▶ TO DO
Return each record verbatim, images excluded.

AVAILABLE RECORDS below:

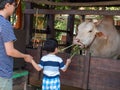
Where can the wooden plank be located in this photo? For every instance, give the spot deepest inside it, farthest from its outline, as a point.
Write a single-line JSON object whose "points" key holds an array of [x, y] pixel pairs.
{"points": [[75, 12], [104, 74]]}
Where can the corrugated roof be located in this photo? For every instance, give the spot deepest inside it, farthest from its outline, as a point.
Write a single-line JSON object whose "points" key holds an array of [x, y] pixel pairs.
{"points": [[78, 2]]}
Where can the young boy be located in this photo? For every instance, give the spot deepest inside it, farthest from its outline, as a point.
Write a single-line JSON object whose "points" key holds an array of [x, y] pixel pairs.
{"points": [[7, 50], [51, 64]]}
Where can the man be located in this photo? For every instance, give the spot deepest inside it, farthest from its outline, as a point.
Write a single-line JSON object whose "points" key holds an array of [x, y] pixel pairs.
{"points": [[7, 50]]}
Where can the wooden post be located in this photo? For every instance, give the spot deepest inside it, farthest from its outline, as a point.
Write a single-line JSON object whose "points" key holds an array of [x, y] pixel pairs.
{"points": [[86, 70]]}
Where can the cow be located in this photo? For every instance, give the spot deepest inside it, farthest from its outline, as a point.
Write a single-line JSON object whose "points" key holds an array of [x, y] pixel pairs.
{"points": [[102, 38]]}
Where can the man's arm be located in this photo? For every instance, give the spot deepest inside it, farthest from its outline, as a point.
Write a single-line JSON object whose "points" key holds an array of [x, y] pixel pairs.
{"points": [[11, 51]]}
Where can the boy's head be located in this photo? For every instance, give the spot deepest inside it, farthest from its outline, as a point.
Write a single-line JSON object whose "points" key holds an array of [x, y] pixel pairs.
{"points": [[3, 3], [50, 45]]}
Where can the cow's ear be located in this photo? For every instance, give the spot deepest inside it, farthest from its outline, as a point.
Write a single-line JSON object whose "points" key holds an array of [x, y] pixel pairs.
{"points": [[101, 34]]}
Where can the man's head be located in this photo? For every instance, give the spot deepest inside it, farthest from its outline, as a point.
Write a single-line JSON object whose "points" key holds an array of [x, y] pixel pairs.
{"points": [[4, 2], [50, 45]]}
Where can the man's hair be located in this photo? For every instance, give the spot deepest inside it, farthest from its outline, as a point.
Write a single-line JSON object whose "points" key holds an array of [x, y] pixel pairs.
{"points": [[50, 45], [3, 3]]}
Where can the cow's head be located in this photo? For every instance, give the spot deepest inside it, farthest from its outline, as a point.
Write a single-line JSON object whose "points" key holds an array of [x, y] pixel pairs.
{"points": [[87, 32]]}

End of AVAILABLE RECORDS.

▶ FINISHED TASK
Where can the wooden plank be located in this photo? For every instance, give the spot deepest inside it, farthest from its outline, as a point.
Write a single-line JSON object whose "points" key holds an array of [x, y] pixel pairs.
{"points": [[75, 12], [104, 74]]}
Where can the corrugated roof be located in this photo? For every instance, give the spot deepest inside it, farthest from its outline, as a point.
Write a single-line JSON object whose "points" key holds an array of [x, y] pixel pairs.
{"points": [[78, 2]]}
Where can the young boy be located in this photo? For every instance, give the spot deepest inside it, farthest from its outline, as a point.
Write a single-line JSON object whose "points" key holds an array of [x, y] pixel pairs.
{"points": [[7, 50], [51, 64]]}
Where can the man be located in this photo? For every instance, give the spot deepest inside it, farthest from its outline, as a point.
Write a single-line JSON object whose "points" key holds an array of [x, y] pixel pairs.
{"points": [[7, 50]]}
Where can the wooden post be located in this photo? For every instance, give the spot deepest inside it, farthest from its outline, as a point.
Write a single-line JSON object whose "points" key holds an array of [x, y] pixel pairs.
{"points": [[86, 70]]}
Where can the cow be located in this photo? For every instance, give the spot deepest inside it, farthest from its outline, as a point.
Write a single-line JSON object whose "points" key holds an array of [x, y] pixel pairs.
{"points": [[102, 38]]}
Where can the man's arm be located in this photo? For every instance, give the spot deepest inside it, farthest from its outline, as a point.
Write a single-line JSON object whose "points" key holds an array of [x, y] pixel pairs.
{"points": [[11, 51]]}
Where can the boy's head be located in this photo? For every instance, give the spot deepest inside it, farthest from its outline, as a point.
Write a single-line JSON object whose "points" key holds an array of [x, y] pixel pairs.
{"points": [[3, 3], [50, 45]]}
Where can the cow's ear be located in this photo? For every instance, give the spot deepest inside it, farthest from its outline, as a point.
Write a single-line JSON object whose "points" key holds an array of [x, y] pixel pairs.
{"points": [[101, 34]]}
Where can the man's head be located in this photo? For every instance, give the spot deepest inside it, farthest from its outline, as a point.
Write a single-line JSON object whose "points" key holds an array of [x, y] pixel pairs.
{"points": [[4, 2], [50, 45]]}
Where can the man's hair be located in this photo? For every instance, give the spot deepest inside it, farthest from its outline, as a point.
Write a single-line JSON object whose "points" key holds an array of [x, y] pixel pairs.
{"points": [[50, 45], [3, 3]]}
Where can the cow's head be located in this photo? For every instance, give the spot deepest inside it, farthest from its outline, as a point.
Write a single-line JSON object whose "points" key holds an array of [x, y] pixel pairs.
{"points": [[87, 32]]}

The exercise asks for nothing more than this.